Text under study
- Opening Delimiter -

It is worth noting that share prices can also fall. If you buy at ৳80 and the price drops to ৳60, you have an unrealized loss. This is why research and diversification matter, topics we will cover later in this series.
What Is an IPO?
When a company sells its shares to the public for the first time, it is called an Initial Public Offering, or IPO. Before an IPO, a company is “private” — owned by its founders, early investors, or family members. After the IPO, it becomes a “public” company listed on a stock exchange.
In Bangladesh, IPOs are regulated by the Bangladesh Securities and Exchange Commission (BSEC). Investors can apply for IPO shares through their brokerage accounts. IPO shares are often priced attractively because the company and its advisors want to generate interest and ensure the shares sell.
However, not every IPO is a good investment. Some companies go public primarily to cash out early investors. Always read the IPO prospectus and understand the company’s financials before applying.
The Stock Exchange: Where Buying and Selling Happens
Once a company’s shares are publicly listed, they trade on a stock exchange. Think of it as a marketplace — but instead of vegetables and fish, people are buying and selling ownership stakes in companies.
In Bangladesh, the primary stock exchange is the Dhaka Stock Exchange (DSE), established in 1954. There is also the Chittagong Stock Exchange (CSE), though DSE handles the vast majority of trading volume. The DSE lists over 400 companies across sectors like banking, pharmaceuticals, textiles, engineering, power, and technology.
You cannot walk into the DSE building and start buying shares. Instead, you trade through a licensed stockbroker who connects you to the exchange electronically. We will cover how to choose a broker and open a trading account in a later post in this series.
Why Do Share Prices Move?
At its simplest, prices move because of supply and demand. If more people want to buy a stock than sell it, the price rises. If more want to sell, the price falls. But what drives that demand?
- Company performance — Strong earnings, new products, and growing revenue attract buyers.
- Economic conditions — Interest rates, inflation, and GDP growth affect investor confidence.
- Industry trends — A booming construction sector lifts cement and steel companies.
- Investor sentiment — Fear and greed can push prices away from a company’s true value, sometimes dramatically.

- Closing Delimiter -

Questions to answer
[A] In the text on stock market basics, which body regulates IPOs in Bangladesh?
[B] From the stock market text, copy the passage word for word, starting at "At its simplest, prices" and ending at "revenue attract buyers.".
[C] Continue the text on stock market basics from where it stops.

Data to examine

- Opening Delimiter -

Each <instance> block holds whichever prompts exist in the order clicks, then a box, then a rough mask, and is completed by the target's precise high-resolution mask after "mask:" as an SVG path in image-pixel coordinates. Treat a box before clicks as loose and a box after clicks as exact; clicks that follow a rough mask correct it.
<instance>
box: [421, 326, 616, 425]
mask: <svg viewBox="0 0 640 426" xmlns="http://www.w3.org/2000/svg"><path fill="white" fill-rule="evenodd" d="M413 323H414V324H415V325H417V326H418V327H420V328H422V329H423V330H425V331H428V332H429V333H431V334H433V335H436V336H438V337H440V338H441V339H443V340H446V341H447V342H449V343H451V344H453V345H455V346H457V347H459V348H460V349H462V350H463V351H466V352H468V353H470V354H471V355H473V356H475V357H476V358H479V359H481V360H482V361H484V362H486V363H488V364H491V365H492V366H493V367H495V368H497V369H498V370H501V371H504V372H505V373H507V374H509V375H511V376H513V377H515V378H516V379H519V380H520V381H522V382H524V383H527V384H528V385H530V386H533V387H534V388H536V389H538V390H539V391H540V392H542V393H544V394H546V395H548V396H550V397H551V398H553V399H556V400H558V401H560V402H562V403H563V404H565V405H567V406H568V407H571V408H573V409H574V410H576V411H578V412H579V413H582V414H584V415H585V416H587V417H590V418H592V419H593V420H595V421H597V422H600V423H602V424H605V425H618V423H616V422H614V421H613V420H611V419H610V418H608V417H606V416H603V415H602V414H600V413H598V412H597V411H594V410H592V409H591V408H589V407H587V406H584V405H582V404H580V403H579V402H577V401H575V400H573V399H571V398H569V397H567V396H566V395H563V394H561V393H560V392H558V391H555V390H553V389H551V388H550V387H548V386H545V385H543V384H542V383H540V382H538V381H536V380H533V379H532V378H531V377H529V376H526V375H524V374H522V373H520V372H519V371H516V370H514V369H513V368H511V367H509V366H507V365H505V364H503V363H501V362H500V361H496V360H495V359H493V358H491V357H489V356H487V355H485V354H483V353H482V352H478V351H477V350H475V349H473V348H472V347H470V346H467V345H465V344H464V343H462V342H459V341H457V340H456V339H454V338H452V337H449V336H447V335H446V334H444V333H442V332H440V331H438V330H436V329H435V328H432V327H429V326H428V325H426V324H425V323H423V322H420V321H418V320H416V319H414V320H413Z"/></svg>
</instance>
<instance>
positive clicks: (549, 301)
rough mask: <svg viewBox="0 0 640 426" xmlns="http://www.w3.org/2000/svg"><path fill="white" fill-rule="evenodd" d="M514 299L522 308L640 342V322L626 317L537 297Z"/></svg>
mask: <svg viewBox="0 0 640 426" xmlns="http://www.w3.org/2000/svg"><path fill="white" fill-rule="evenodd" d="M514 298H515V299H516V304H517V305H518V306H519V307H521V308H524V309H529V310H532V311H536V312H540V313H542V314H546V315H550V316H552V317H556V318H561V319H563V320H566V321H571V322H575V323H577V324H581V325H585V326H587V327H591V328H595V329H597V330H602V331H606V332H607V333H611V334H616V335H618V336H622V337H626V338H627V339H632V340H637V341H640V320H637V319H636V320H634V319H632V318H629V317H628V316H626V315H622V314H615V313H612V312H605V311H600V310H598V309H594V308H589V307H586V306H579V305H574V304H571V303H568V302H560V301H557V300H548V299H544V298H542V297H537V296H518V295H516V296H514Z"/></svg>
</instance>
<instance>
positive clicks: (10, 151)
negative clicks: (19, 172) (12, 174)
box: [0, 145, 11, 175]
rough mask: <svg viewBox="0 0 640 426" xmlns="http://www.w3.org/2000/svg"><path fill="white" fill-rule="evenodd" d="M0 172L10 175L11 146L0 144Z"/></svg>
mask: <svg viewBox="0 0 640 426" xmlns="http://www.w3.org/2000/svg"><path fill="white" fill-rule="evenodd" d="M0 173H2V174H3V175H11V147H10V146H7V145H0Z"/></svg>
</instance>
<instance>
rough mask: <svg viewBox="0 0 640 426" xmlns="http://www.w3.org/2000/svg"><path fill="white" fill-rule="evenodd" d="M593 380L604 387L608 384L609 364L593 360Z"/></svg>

- Closing Delimiter -

Solved problems
[A] The Bangladesh Securities and Exchange Commission (BSEC).

[B]
At its simplest, prices move because of supply and demand. If more people want to buy a stock than sell it, the price rises. If more want to sell, the price falls. But what drives that demand?
- Company performance — Strong earnings, new products, and growing revenue attract buyers.

[C]
Understanding what moves prices — and what does not — is a skill that develops over time. The key insight for now is that short-term price movements are often noise. Long-term price movements tend to reflect genuine business performance.
Is the Stock Market Gambling?
This is a common misconception. Gambling is a zero-sum game where the odds are stacked against you. Investing, done properly, is participating in the growth of real businesses and the broader economy.
Bangladesh’s GDP has grown consistently over the past two decades. Companies that serve this growing economy — banks, pharmaceuticals, consumer goods, infrastructure — have created genuine wealth for patient shareholders. The difference between investing and gambling comes down to method: research, diversification, patience, and discipline versus tips, hunches, and chasing quick profits.
What Is Next in This Series
This post was about the big picture. In the next post, we will zoom into the Dhaka Stock Exchange specifically — how it is structured, who regulates it, what the key indices mean, and why it matters for your money.
Think About This
- If a friend offered to sell you 10% of their profitable restaurant for ৳5 lakh, what questions would you ask before deciding? How is this similar to buying shares?
- Why do you think some investors earn consistent returns while others lose money in the same market?
- Can you name three DSE-listed companies whose products or services you use in daily life? What does that tell you about the connection between the stock market and the real economy?